#### DATA EXCERPTS
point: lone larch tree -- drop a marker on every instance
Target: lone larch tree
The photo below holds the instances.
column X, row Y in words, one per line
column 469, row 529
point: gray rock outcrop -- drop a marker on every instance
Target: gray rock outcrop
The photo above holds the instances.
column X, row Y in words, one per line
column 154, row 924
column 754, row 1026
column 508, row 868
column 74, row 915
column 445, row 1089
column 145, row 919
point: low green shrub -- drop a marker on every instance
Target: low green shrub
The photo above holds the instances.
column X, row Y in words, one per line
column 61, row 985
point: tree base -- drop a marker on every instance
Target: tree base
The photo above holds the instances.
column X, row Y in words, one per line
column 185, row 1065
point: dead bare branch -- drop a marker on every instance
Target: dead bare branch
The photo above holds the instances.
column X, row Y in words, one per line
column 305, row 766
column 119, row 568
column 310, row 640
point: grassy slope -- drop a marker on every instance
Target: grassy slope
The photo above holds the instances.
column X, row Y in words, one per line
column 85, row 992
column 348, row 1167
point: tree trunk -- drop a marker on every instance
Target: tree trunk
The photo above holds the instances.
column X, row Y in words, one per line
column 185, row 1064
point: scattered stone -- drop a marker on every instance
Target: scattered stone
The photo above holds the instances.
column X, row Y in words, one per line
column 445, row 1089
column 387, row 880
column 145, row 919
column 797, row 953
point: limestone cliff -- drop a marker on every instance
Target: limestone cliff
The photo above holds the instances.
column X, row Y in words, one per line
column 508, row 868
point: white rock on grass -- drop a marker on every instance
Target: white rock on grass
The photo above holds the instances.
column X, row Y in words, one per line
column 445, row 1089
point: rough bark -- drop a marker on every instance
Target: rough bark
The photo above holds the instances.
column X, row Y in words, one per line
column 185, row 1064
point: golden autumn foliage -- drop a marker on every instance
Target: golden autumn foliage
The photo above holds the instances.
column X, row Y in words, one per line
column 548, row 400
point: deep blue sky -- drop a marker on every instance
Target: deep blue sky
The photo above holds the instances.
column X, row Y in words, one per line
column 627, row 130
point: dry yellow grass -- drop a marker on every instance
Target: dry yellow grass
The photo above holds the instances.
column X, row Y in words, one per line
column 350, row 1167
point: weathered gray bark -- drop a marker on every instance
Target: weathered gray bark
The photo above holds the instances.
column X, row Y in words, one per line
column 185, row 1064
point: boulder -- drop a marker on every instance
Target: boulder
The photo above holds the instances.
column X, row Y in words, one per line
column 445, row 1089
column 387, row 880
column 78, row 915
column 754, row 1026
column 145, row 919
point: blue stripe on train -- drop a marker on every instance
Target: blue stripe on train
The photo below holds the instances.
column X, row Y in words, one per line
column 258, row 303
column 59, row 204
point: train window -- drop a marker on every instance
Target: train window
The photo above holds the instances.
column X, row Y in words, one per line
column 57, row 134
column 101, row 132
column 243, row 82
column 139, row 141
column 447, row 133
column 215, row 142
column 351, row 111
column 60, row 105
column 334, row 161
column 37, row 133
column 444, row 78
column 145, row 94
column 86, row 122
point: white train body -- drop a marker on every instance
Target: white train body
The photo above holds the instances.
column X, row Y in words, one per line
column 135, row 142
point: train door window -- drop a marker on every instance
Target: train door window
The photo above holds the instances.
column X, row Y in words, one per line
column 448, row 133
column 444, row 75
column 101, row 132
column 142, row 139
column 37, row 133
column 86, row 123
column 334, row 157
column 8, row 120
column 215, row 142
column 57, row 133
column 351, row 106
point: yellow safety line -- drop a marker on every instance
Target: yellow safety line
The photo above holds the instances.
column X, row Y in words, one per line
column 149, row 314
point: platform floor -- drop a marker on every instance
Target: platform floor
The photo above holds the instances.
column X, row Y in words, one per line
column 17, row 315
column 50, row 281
########
### AIM
Reproduce each of the records above verbatim, keeping every line unchanged and in its original order.

### SOLVED EXERCISE
point: lone larch tree -- drop a marker on every instance
Target: lone larch tree
The photo below holds the instances.
column X, row Y in words, one per line
column 469, row 529
point: gray rock outcrop -- drop a marker on every instance
Target: gray rock outcrop
The photo above holds the instances.
column X, row Y in words, one per line
column 154, row 924
column 754, row 1026
column 508, row 868
column 74, row 915
column 445, row 1089
column 145, row 919
point: low green shrub -- drop a marker on every instance
Target: low green shrub
The photo above holds the instances.
column X, row Y in words, one per line
column 61, row 985
point: tree base -- drop a marker on every instance
Target: tree base
The photo above holds the instances.
column X, row Y in words, one per line
column 185, row 1065
point: dead bare branch -- drop a marker on every instance
Target: dead bare branch
The photo above holds the instances.
column X, row Y in words, one per line
column 305, row 766
column 119, row 568
column 310, row 640
point: grassy slope -- drop a marker on every instance
Target: grassy slope
The photo above holds the instances.
column X, row Y in words, one per line
column 85, row 992
column 348, row 1167
point: tree trunk -- drop a marker on every instance
Target: tree trunk
The photo above holds the instances.
column X, row Y in words, one per line
column 185, row 1064
point: scattered stone -- drop a marker on every instance
Target: scattered stone
The photo above holds the instances.
column X, row Y in words, one per line
column 445, row 1089
column 387, row 880
column 145, row 919
column 797, row 953
point: limestone cliff -- drop a marker on every instance
Target: limestone cliff
The photo above holds the instances.
column X, row Y in words, one per line
column 508, row 868
point: white rock on grass -- drop a marker on every instance
Target: white rock on grass
The photo above holds the instances.
column X, row Y in words, one per line
column 445, row 1089
point: rough bark -- drop a marker on every instance
Target: rough bark
The photo above holds the instances.
column X, row Y in words, one per line
column 185, row 1064
point: golden autumn foliage -- drop a marker on every instance
Target: golden autumn foliage
The photo above holds the instances.
column X, row Y in words, one per line
column 548, row 400
point: deep blue sky -- drop a marker on every instance
Target: deep blue sky
The photo above holds the instances.
column X, row Y in words, one per line
column 627, row 130
point: dry yellow grass -- drop a marker on every instance
Target: dry yellow grass
The photo above holds the instances.
column X, row Y in words, one per line
column 350, row 1167
point: weathered gray bark -- drop a marker on every instance
Target: weathered gray bark
The photo above holds the instances.
column X, row Y in words, one per line
column 185, row 1064
point: boulder -- drop a marker on every instance
Target: boulder
The photo above holds the instances.
column X, row Y in words, one per line
column 445, row 1089
column 387, row 880
column 78, row 915
column 754, row 1026
column 145, row 919
point: blue stripe on train -- drop a marker on every instance
Target: blue stripe on train
The photo below holds the instances.
column X, row Y in words, one per line
column 258, row 303
column 59, row 204
point: train window -- drop a marker on every instance
Target: train window
The photo above holds the instances.
column X, row Y in words, one per line
column 57, row 134
column 101, row 132
column 243, row 82
column 139, row 141
column 447, row 133
column 215, row 142
column 351, row 111
column 60, row 105
column 334, row 161
column 37, row 133
column 444, row 78
column 145, row 94
column 86, row 122
point: white train body -- drop a marker on every instance
Target: white train body
The photo above holds the instances.
column X, row Y in words, one per line
column 135, row 142
point: train door window -- drop a marker on every instance
Target: train door window
The photo above holds the instances.
column X, row Y in words, one per line
column 448, row 133
column 444, row 75
column 101, row 132
column 142, row 139
column 37, row 133
column 86, row 123
column 334, row 157
column 8, row 120
column 215, row 142
column 57, row 133
column 351, row 106
point: yellow safety line -- drop a marker on every instance
Target: yellow safety line
The photo above holds the instances.
column X, row Y in words, one per line
column 149, row 314
point: platform floor -- drop a marker on every instance
Target: platform floor
The photo above holds the instances.
column X, row Y in words, one per line
column 17, row 315
column 50, row 281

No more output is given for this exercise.